### OBJETIVO 1:
Reproduza literalmente os registros a partir da linha que contém "job: outline the top photo panel" até a linha que contém "[[[225,7],[84,6],[83,91],[223,100]]]", incluindo ambas.

### TRECHO SELECIONADO:
====
Porque o Brasil não pode abrir mão de 31 anos do MCTI

Vanderlan UNespDuas questões me levaram a escrever esta nota sobre a fusão do Ministério da Ciência, Tecnologia e Inovação com o Ministério das Comunicações que está sendo proposta pelo Sr. Michel Temer, em exercício da presidência do Brasil, em função do afastamento da presidente Dilma Rousseff por 180 dias. A primeira foi levada por uma infinita amargura de ver que o Brasil levou 31 anos para estruturar um Ministério que mudou a cara do País. Foi só após este período que o sistema de pesquisa foi estruturado. O salto qualitativo alcançado na pesquisa básica/pesquisa aplicada em áreas estratégicas foi substancial. Apenas destaco alguns exemplos como a agronomia, bioenergia, petróleo de águas profundas, nanotecnologia, entre outras, não obstante as crises econômicas cíclicas que ocorreram neste período. A segunda vem da questão hoje em pauta nos países com economias desenvolvidas e forte atividade de pesquisa financiada pelo governo e pelas empresas: a qualidade de vida das pessoas e o nível de desenvolvimento das nações dependem da velocidade e eficácia com que estas produzem, absorvem e utilizam as pesquisas científicas, tecnológicas e as inovações oriundas de um lastro de conhecimento de excelência.

Destaco aqui alguns fatos históricos que nos remetem ao passado já que o ditado popular “brasileiro tem memoria curta” torna-se cada dia mais real nos dias atuais! Por que o MCTI não pode ser descaracterizado? Principalmente no meio de uma crise política sem precedentes, marcada pela deformidade da prática antiga do fisiologismo que contamina o Brasil.

O sistema nacional de ciência e tecnologia institucionalizado pelo Estado brasileiro ainda se encontra em consolidação. Qualquer desarranjo na sua estrutura pode causar um tremendo retrocesso de tudo que foi construído ao longo de quase 70 anos de muito trabalho. Nos anos 50, o Brasil tinha pouquíssimos cientistas e pesquisadores; as investigações científicas nas universidades eram quase inexistentes assim como uma pós-graduação estruturada. Não havia engenheiros ou especialistas envolvidos em pesquisa tecnológica em setores básicos da indústria; os parques industriais eram completamente incipientes, sem falar da ausência da cultura de inovação nas empresas.
====
### REGISTROS FORNECIDOS:
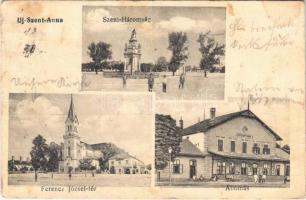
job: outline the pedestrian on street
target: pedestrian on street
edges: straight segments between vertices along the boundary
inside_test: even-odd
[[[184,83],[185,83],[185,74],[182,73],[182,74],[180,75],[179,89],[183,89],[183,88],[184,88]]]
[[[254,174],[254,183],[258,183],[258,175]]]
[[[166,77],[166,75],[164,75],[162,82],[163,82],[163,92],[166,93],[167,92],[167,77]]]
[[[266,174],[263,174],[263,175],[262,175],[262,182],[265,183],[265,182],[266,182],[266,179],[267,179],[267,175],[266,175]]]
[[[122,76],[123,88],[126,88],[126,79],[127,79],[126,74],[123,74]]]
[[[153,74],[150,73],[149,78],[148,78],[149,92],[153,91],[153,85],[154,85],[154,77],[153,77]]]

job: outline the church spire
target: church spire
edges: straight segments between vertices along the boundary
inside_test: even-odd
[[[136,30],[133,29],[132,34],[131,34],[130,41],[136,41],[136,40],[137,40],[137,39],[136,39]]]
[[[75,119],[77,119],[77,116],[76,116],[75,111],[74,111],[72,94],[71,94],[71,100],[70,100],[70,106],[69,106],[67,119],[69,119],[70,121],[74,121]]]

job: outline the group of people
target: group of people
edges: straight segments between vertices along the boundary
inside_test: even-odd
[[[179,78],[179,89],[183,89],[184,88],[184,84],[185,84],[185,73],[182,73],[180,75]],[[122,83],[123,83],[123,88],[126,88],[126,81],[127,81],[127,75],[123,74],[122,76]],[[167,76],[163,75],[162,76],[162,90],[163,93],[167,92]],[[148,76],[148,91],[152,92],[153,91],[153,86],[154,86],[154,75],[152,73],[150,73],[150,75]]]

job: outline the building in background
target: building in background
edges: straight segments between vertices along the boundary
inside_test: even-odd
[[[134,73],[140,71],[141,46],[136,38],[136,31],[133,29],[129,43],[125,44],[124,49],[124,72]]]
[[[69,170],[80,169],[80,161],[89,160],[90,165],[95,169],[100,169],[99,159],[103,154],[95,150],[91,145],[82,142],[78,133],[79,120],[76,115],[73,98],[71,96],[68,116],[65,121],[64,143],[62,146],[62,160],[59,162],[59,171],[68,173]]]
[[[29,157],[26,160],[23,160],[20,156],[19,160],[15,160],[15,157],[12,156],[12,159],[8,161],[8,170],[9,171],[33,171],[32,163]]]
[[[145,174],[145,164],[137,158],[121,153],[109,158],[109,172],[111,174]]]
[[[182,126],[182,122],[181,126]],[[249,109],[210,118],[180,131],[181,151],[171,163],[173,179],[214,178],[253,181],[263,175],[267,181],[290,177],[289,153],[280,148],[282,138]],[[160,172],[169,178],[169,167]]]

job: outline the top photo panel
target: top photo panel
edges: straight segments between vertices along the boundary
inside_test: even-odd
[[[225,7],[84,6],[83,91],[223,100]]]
====
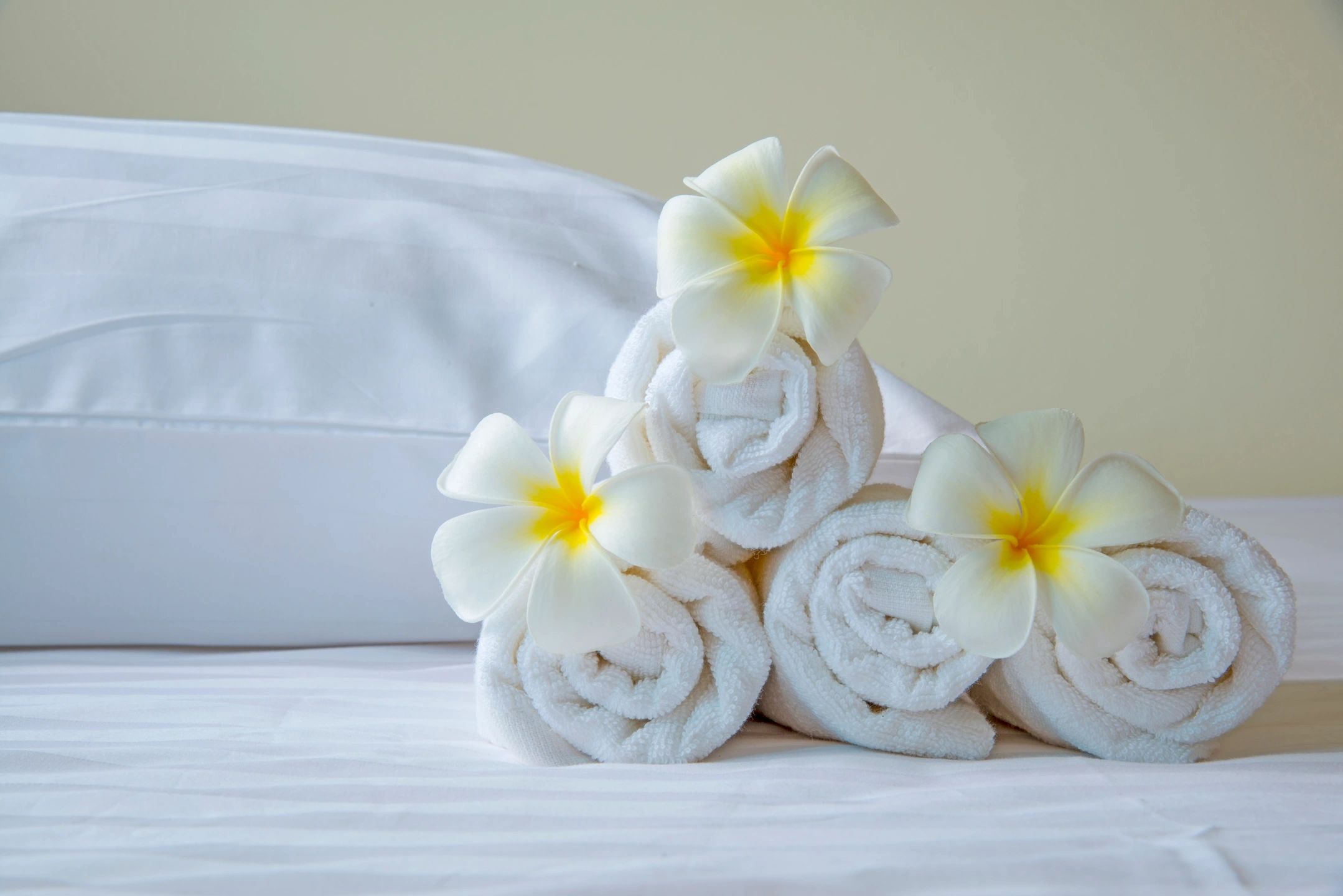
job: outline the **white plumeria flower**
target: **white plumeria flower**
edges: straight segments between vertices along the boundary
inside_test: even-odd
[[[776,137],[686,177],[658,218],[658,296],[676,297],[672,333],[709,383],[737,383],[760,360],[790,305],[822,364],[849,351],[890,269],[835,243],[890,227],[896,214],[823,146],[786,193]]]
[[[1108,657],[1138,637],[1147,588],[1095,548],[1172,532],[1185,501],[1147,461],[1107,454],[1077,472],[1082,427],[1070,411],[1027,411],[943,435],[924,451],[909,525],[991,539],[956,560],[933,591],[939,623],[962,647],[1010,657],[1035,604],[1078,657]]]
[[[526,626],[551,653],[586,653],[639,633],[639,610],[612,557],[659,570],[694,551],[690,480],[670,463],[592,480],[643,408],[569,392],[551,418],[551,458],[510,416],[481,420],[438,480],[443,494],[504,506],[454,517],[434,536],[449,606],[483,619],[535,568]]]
====
### OBJETIVO 2:
Segundo o trecho sobre o MCTI, quem está propondo a fusão do Ministério da Ciência, Tecnologia e Inovação com o Ministério das Comunicações?

### RESPOSTA ESCRITA 1:
job: outline the top photo panel
target: top photo panel
edges: straight segments between vertices along the boundary
inside_test: even-odd
[[[225,7],[84,6],[83,91],[223,100]]]

### RESPOSTA ESCRITA 2:
O Sr. Michel Temer, em exercício da presidência do Brasil.